## [DATA IN THIS EXERCISE]
--- --- ---
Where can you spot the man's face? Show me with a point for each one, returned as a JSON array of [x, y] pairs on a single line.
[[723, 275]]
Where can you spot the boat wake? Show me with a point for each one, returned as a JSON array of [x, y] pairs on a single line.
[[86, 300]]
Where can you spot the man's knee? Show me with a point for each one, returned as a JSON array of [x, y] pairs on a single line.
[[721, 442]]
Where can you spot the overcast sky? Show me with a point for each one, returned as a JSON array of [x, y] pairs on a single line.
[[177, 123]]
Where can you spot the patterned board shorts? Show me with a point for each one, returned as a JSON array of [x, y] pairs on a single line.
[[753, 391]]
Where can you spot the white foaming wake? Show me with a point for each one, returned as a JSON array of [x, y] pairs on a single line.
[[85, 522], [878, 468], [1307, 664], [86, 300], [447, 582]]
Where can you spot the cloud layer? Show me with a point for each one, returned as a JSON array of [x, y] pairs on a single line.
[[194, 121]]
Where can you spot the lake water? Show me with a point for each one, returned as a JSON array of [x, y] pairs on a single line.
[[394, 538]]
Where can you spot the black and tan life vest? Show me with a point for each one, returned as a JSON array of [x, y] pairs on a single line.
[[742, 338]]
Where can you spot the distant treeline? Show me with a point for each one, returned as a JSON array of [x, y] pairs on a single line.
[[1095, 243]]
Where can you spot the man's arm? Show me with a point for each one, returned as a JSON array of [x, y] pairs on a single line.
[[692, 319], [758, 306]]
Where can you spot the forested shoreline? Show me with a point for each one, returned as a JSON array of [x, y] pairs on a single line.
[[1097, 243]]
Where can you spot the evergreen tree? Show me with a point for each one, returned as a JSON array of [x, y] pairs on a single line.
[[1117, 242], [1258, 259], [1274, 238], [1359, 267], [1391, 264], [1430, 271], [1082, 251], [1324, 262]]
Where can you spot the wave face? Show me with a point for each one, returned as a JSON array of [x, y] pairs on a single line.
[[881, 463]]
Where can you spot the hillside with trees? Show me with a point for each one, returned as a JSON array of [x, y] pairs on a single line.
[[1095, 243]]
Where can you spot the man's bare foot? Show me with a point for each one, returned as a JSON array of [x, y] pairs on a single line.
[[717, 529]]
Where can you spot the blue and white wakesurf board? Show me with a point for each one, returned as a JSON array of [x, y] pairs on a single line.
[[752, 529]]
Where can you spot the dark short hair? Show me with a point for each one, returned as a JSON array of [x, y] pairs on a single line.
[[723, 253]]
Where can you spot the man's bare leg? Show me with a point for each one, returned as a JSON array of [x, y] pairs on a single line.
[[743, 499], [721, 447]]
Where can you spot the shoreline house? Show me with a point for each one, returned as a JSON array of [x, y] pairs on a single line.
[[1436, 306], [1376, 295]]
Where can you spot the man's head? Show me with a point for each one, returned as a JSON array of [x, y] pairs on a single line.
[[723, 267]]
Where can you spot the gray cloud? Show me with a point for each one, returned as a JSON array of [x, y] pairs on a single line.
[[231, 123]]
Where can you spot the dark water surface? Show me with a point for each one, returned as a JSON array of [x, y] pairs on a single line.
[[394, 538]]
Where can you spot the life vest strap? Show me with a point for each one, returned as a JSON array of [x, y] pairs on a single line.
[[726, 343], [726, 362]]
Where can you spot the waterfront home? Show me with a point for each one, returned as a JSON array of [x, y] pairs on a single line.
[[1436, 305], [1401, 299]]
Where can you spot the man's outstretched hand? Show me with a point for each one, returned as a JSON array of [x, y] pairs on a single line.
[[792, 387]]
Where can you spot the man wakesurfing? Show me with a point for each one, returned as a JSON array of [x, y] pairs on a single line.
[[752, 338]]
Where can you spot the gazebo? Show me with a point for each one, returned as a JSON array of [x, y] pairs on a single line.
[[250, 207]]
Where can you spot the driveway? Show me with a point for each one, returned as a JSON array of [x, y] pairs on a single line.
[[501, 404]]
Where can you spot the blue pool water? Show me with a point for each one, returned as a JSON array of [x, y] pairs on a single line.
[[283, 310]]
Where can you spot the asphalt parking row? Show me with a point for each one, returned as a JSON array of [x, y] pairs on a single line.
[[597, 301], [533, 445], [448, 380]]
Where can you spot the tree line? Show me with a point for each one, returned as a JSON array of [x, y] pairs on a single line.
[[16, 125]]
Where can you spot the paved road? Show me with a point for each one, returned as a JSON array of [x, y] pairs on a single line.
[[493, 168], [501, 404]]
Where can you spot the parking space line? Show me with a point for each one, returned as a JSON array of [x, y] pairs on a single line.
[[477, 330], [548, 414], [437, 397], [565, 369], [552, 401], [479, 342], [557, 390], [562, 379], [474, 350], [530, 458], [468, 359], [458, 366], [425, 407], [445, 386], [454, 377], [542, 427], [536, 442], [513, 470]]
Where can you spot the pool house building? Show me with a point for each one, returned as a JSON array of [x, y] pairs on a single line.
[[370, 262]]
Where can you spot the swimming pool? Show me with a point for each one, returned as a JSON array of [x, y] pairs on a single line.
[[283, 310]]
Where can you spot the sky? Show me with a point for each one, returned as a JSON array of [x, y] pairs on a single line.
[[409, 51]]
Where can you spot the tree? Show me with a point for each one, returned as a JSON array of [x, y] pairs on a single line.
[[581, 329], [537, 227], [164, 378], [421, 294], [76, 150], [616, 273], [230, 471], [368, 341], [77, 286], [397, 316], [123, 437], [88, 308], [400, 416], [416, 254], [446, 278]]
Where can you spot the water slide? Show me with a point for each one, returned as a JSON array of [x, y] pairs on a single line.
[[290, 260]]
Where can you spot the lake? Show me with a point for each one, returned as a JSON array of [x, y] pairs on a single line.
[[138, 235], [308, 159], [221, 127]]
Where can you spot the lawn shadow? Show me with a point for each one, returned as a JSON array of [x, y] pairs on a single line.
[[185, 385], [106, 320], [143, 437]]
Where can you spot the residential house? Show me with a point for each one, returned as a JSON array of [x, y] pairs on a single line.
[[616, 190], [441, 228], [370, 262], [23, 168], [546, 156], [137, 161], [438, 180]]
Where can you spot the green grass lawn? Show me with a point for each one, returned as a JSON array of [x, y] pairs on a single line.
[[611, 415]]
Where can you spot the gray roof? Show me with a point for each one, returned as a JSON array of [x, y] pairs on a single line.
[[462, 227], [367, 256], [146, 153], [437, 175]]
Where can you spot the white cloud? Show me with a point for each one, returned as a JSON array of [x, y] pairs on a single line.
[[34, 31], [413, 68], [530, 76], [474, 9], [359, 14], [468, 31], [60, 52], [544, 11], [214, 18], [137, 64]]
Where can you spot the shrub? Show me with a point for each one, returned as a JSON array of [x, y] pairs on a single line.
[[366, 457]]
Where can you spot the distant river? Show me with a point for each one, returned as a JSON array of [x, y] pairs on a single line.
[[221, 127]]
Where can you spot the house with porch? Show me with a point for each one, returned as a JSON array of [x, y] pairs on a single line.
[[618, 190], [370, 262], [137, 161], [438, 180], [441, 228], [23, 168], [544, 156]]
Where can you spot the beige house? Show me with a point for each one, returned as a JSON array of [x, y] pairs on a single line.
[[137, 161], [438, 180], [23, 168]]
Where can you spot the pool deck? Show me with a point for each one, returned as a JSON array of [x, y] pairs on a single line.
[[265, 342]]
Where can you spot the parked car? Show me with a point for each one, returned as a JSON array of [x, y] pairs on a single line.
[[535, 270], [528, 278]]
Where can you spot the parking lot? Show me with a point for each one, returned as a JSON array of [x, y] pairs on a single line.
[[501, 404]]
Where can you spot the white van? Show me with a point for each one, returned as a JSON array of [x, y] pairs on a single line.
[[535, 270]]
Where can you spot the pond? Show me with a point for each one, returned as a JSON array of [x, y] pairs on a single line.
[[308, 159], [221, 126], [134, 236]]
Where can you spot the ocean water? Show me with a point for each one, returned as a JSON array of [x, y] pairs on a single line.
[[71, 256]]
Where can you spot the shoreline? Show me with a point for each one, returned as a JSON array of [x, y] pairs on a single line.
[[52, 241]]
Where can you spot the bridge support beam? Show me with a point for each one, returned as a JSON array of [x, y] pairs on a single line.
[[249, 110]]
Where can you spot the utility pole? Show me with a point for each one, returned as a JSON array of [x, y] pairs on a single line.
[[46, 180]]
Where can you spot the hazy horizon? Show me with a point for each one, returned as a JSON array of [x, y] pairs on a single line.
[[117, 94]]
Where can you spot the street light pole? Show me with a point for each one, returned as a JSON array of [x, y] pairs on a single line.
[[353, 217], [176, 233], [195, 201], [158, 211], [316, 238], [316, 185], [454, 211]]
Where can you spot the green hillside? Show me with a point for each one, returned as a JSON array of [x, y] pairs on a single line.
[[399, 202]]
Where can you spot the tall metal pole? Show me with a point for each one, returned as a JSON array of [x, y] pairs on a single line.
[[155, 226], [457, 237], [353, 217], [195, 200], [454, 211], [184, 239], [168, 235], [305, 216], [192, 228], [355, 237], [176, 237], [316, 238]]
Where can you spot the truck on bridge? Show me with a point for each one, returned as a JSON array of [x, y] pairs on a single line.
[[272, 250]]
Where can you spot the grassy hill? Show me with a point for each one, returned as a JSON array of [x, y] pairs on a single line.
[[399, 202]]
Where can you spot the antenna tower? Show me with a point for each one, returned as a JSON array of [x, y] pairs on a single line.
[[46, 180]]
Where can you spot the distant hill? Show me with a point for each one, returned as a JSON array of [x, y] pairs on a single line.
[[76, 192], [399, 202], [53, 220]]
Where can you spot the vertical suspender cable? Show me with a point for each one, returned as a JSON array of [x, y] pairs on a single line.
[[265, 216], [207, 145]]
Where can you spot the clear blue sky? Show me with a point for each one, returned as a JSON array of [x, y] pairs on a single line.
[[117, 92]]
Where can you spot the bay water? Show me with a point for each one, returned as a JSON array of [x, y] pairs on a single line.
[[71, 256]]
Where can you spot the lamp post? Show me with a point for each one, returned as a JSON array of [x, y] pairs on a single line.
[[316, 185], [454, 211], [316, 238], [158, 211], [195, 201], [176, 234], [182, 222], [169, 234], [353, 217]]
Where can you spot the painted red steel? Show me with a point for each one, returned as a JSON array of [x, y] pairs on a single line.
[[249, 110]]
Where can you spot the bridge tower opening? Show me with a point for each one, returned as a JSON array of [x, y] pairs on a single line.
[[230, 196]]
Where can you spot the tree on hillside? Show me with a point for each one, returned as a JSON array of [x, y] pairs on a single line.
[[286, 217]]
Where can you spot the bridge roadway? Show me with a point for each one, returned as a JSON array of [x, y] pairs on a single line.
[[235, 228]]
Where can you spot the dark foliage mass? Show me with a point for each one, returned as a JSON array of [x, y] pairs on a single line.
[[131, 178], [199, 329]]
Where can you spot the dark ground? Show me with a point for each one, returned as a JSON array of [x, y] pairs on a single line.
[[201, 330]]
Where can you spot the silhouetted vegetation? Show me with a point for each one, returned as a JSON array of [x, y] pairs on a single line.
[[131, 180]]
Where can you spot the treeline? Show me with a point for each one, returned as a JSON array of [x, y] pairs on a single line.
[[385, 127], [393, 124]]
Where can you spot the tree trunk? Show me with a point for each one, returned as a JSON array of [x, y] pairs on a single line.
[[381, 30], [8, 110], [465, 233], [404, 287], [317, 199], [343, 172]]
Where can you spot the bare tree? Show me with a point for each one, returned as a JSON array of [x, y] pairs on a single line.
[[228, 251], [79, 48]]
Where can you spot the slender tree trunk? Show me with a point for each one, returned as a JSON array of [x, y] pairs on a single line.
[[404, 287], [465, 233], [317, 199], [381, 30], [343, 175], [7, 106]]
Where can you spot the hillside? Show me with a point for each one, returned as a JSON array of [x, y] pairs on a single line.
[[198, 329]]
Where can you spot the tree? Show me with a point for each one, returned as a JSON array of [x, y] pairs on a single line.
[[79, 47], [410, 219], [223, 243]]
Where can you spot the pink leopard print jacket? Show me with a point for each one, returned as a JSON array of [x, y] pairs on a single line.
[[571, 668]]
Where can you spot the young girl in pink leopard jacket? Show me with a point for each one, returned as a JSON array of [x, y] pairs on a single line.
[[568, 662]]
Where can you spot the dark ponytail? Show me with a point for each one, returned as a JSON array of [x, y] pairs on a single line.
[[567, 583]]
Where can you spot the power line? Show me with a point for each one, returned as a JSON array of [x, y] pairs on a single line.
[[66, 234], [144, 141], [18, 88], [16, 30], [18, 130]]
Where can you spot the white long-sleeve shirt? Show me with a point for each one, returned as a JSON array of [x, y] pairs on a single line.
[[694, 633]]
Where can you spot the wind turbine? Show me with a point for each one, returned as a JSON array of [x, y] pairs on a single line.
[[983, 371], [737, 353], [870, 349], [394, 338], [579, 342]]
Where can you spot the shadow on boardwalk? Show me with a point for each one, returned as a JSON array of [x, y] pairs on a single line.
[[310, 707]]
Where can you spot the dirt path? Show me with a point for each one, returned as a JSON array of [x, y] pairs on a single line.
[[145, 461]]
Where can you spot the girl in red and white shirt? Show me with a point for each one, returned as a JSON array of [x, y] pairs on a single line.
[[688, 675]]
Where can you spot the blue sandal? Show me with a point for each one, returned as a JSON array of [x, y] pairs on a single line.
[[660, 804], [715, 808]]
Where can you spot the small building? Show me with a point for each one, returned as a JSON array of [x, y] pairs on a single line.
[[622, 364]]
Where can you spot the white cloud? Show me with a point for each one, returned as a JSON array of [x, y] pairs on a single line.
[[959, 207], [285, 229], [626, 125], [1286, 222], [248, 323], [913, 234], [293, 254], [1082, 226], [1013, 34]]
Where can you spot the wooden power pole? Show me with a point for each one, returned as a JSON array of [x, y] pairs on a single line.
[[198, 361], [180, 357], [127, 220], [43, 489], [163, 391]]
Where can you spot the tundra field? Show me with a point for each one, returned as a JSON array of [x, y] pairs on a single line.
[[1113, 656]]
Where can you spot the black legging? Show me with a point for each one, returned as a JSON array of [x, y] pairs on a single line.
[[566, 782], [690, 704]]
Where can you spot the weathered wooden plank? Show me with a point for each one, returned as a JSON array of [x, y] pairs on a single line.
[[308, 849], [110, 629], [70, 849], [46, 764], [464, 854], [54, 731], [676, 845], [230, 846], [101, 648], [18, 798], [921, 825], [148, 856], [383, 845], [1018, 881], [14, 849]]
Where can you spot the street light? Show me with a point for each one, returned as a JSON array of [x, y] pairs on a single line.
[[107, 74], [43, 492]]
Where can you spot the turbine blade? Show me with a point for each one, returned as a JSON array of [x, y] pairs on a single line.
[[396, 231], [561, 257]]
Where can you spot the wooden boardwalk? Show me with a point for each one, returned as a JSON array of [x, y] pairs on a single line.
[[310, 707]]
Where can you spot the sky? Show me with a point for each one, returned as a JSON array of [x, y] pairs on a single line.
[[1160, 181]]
--- --- ---
## [TASK REQUIREMENTS]
When you reach the line that contains "Where can you spot the turbine" in the material above, please copy it and every line after it exactly, stopping only at the last line.

## [ANSWER TO THE PROBLEM]
Where can you spot the turbine blade? Show me with a point for each one, returned as a JSON array of [x, y] pairs on a single line.
[[396, 231], [561, 257]]
Where can you spot the wooden boardwalk? Show me with a point for each one, returned as a JSON array of [x, y] pairs on a single line.
[[310, 707]]
Where can you spot the sky? Show me with a point for each one, returned as a JSON array of [x, y] pairs on a single line.
[[1160, 181]]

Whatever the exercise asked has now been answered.